# WRITTEN TASK:
Find the line that contains "the woman's right"; then retype it and each line after it, exactly, through the final line of the data below.

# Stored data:
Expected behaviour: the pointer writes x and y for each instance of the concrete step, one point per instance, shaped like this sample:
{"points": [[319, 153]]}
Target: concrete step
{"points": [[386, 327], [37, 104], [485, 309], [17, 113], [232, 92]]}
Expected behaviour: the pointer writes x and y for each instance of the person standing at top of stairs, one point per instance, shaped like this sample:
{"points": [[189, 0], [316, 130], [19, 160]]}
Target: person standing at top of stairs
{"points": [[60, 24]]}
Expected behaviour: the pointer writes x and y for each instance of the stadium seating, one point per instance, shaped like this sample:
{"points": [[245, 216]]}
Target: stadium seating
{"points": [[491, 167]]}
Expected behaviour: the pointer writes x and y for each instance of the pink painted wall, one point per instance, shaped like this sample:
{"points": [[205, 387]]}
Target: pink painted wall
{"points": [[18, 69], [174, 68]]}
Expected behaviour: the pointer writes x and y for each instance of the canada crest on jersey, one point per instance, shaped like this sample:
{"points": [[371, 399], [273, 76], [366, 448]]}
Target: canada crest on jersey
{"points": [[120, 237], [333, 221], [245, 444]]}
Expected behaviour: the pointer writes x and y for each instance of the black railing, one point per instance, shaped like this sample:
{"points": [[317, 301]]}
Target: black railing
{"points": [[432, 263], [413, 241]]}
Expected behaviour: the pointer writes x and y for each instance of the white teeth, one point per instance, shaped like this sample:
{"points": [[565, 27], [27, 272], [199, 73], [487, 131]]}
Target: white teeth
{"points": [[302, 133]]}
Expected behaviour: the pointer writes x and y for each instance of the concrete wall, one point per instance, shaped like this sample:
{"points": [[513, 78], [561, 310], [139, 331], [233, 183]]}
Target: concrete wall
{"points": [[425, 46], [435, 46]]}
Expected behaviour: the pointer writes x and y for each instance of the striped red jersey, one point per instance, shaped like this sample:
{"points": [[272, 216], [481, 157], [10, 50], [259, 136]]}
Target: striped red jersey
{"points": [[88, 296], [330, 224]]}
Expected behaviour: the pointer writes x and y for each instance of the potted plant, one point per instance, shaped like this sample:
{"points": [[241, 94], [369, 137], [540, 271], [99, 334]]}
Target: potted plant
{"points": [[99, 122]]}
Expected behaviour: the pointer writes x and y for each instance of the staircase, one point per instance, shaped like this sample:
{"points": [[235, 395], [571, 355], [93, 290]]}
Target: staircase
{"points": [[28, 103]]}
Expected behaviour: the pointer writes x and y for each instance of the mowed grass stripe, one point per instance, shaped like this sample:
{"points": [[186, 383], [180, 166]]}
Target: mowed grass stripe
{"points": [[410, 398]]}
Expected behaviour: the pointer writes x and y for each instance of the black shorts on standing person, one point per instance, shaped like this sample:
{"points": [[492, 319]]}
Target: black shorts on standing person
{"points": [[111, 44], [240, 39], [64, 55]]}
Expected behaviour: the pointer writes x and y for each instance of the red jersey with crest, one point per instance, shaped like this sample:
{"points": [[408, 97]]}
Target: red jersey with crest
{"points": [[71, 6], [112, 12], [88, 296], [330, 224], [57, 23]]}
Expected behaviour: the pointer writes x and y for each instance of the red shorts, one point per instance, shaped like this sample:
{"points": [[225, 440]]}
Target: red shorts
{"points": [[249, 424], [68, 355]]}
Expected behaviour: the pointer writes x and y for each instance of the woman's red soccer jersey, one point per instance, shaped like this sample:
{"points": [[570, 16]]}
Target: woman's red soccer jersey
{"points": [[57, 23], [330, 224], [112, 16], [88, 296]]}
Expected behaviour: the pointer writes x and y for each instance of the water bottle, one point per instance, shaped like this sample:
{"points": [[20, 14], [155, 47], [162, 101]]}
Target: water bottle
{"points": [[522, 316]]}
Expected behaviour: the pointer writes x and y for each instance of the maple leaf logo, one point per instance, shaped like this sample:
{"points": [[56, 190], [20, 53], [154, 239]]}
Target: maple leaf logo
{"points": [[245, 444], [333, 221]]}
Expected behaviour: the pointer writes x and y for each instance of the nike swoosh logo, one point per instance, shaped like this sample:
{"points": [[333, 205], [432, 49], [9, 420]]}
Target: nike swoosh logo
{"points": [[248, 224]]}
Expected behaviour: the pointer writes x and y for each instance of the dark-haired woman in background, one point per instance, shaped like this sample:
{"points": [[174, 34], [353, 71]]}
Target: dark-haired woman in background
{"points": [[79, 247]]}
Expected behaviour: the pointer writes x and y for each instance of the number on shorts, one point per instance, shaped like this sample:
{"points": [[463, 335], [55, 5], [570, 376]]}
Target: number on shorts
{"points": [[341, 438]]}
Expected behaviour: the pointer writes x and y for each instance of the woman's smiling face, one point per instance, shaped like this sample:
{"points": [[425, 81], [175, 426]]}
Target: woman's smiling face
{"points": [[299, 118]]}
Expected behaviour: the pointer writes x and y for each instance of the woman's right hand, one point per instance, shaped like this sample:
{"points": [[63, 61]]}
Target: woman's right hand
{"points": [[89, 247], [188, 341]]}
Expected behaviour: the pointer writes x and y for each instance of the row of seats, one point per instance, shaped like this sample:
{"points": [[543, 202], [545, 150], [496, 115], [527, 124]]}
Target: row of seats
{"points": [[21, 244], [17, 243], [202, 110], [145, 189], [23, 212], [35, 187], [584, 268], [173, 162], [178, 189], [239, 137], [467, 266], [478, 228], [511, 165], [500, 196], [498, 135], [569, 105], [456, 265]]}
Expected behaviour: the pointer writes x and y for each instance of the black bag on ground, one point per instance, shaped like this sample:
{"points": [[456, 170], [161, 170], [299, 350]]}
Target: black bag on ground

# WORKED SOLUTION:
Expected behaviour: the pointer writes x and y for each instance of the woman's right hand, one point per instance, shaped like this sample:
{"points": [[63, 61]]}
Target: woman's right hand
{"points": [[89, 247], [188, 341]]}
Expected behaviour: the pointer writes x and y for each instance of the row of seats, one point per instance, shaped like this sample:
{"points": [[543, 202], [545, 150], [496, 115], [527, 124]]}
Target: row of seats
{"points": [[21, 244], [17, 243], [202, 110], [145, 189], [23, 212], [35, 187], [584, 268], [173, 162], [178, 189], [239, 137], [467, 266], [478, 228], [511, 165], [500, 196], [498, 135], [569, 105], [456, 265]]}
Expected behaviour: the pointer writes x and y for each instance of the black bag on ground, one point per instance, shaped like this sample:
{"points": [[456, 170], [161, 170], [299, 350]]}
Target: black bag on ground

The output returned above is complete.